## Consigne 1:
Répondez aux questions suivantes d'après l'entretien avec Sonia Ristic.
(a) Il y a combien de temps ses premières publications sont-elles arrivées ?
(b) Quel métier exerçait-elle à l'époque où elle écrivait ses premières nouvelles ?
(c) Entre quels âges s'est-elle réfugiée dans le lieu imaginaire d'Une île en hiver ?
## Consigne 2:
Restituez mot pour mot tout ce qui va, dans l'entretien, de « V. S. – Tu as vécu » jusqu'à « trouver une île ? ».

## Texte source:
· · · · ·
Virginie Symaniec – Depuis combien de temps écris-tu maintenant ?

Sonia Ristic – Depuis toujours, mais les premiers textes que j’ai envoyés à des maisons d’édition et des revues – des nouvelles –, datent d’il y a un peu plus de vingt ans. Les premières publications et reconnaissances institutionnelles sont arrivées il y a quinze ans.

V. S. – Tu as d’abord commencé à écrire du théâtre ou bien tu as commencé par la prose ? En fait, j’aimerais comprendre le lien que tu fais ou pas entre l’écriture théâtrale et la prose, car même lorsque tu écris de la prose, on sent qu’il y a une grande oralité dans ton écriture – en tous les cas dans Une île en hiver -, et que l’écriture théâtrale n’est jamais très loin. Est-ce que tu peux nous dire ce que tu ressens sur ce rapport entre écriture et oralité ?

S. R. – Comme dit plus haut, les premiers textes que j’ai donnés à lire étaient des nouvelles. Sans en être forcément consciente au moment où je les ai écrites, ces nouvelles étaient souvent à la première personne et s’apparentaient aussi à des monologues. Peut-être parce que j’étais comédienne à l’époque et que j’avais l’habitude de l’adresse directe. Peut-être ça venait aussi du fait que, n’étant pas publiée encore, et comme ça avait lieu avant internet, les mails et les réseaux, pour partager ces premiers écrits, je les lisais à des proches. Je crois donc que l’oralité était là depuis le début. Plus tard, c’est l’écriture ouvertement théâtrale qui m’a ouvert les premières portes – publications, bourses. Mes pièces empruntent régulièrement au récit et dans mes romans l’oralité est très présente. Dans Une île en hiver, qui emprunte aussi quelques éléments au conte, la musicalité a été très importante depuis le début.

V. S. – Tu as vécu la guerre et tu as déjà écrit sur la guerre et sur l’exil, mais dans Une île, le sentiment est que tu écris surtout sur la paix, sur la manière dont on se trouve un refuge, et la manière dont on fait la paix non seulement avec les autres, mais aussi avec soi-même. La littérature est-elle pour toi une réponse à la guerre et as-tu toi-même été contrainte de trouver une île ?

S. R. – La guerre, je l’ai surtout vécue depuis l’exil, même si je passais plusieurs mois par an en Croatie à l’époque. Je pense que l’écriture d’Une île en hiver a été mon processus de deuil et de consolation. Le lieu imaginaire où je me suis réfugiée entre 29 et 36 ans, pour faire mes deuils : deuil du pays disparu, deuil des valeurs qu’avait porté ce pays disparu, deuil d’une histoire familiale bouleversée, deuil de certaines amitiés, deuil d’une grande histoire d’amour. Je continue à découvrir et à décoder certaines choses dans ce livre, encore aujourd’hui. On pourrait penser que c’est le livre dans lequel je déploie le plus mon imaginaire, alors que pour moi, c’est au contraire le plus personnel. C’est lié à ce que je disais précédemment, à un moment de vie, aux questionnements intimes dont il est issu, sans que cela ait été conscient au moment de l’écrire. Pour la petite histoire, il m’arrive de sortir du cabinet de la psy que je vois parfois et de me marrer, parce qu’un détail d’Une île en hiver me revient soudain et je comprends, des années après d’où il vient.
· · · · ·
## Données recueillies:
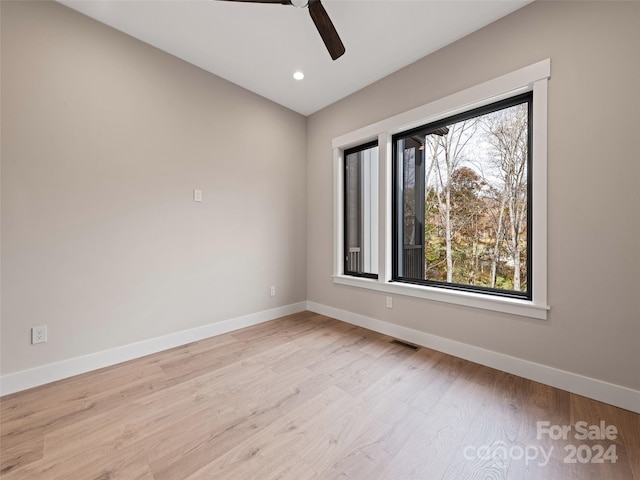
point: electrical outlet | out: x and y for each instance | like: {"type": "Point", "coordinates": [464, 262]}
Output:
· · · · ·
## Réponse attendue 1:
(a) Il y a quinze ans.
(b) Elle était comédienne.
(c) Entre 29 et 36 ans.

## Réponse attendue 2:
V. S. – Tu as vécu la guerre et tu as déjà écrit sur la guerre et sur l’exil, mais dans Une île, le sentiment est que tu écris surtout sur la paix, sur la manière dont on se trouve un refuge, et la manière dont on fait la paix non seulement avec les autres, mais aussi avec soi-même. La littérature est-elle pour toi une réponse à la guerre et as-tu toi-même été contrainte de trouver une île ?